● **YOUR TASK**: Rewrite the lines of the listing below, everything from the one containing "of the motion" down to the one containing "Target: motion blur background", with "evaluation" changed to "assessment" and all else unchanged. Leave the picture out of your answer.
%%
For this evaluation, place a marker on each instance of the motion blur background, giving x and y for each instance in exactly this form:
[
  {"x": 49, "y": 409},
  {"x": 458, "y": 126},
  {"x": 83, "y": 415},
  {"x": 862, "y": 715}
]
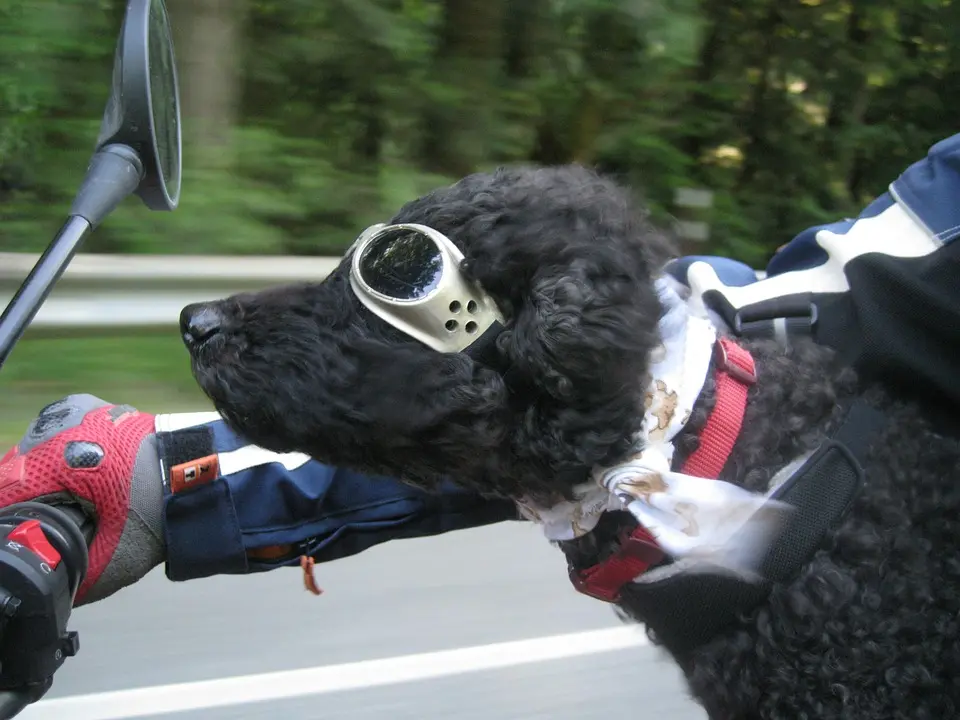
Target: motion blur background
%%
%%
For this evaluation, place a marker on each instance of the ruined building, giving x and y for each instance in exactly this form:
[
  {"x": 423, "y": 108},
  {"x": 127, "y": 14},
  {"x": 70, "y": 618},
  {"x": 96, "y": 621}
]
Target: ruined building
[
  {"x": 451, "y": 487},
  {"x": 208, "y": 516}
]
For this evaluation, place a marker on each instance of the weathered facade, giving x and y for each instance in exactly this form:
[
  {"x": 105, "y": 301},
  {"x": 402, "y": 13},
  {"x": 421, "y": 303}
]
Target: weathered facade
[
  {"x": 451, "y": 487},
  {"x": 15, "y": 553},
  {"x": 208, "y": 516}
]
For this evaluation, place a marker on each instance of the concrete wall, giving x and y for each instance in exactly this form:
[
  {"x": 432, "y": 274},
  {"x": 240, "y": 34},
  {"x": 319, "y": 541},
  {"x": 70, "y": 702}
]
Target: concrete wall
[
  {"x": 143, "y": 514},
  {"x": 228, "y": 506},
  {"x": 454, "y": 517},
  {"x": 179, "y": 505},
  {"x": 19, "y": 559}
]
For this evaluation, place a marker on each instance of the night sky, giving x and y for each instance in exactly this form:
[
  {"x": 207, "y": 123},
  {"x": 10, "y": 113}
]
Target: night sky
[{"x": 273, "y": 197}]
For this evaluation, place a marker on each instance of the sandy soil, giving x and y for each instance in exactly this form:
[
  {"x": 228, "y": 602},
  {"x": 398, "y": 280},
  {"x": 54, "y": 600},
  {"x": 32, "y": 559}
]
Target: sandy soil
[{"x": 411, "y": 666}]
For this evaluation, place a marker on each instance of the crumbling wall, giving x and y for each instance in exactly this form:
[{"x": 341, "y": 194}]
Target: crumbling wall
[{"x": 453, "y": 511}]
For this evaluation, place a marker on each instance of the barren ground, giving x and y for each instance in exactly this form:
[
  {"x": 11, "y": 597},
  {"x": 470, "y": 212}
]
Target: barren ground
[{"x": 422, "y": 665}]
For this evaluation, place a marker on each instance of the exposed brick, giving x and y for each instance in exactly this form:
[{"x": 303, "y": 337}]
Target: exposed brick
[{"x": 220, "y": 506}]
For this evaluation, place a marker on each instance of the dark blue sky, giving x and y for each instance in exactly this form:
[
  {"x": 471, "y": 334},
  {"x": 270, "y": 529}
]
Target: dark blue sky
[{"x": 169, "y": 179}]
%%
%%
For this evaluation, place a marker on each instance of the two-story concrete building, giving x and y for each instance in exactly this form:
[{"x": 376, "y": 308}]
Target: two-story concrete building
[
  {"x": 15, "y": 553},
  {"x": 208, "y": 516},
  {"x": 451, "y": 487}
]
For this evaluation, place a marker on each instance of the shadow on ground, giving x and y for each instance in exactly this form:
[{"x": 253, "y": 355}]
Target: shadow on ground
%%
● **THE ANSWER**:
For this assessment, place a marker on each instance of the motion blur background, giving x and y for each instance in exactly this form:
[
  {"x": 49, "y": 409},
  {"x": 458, "y": 126},
  {"x": 83, "y": 415},
  {"x": 862, "y": 715}
]
Target: motion blur background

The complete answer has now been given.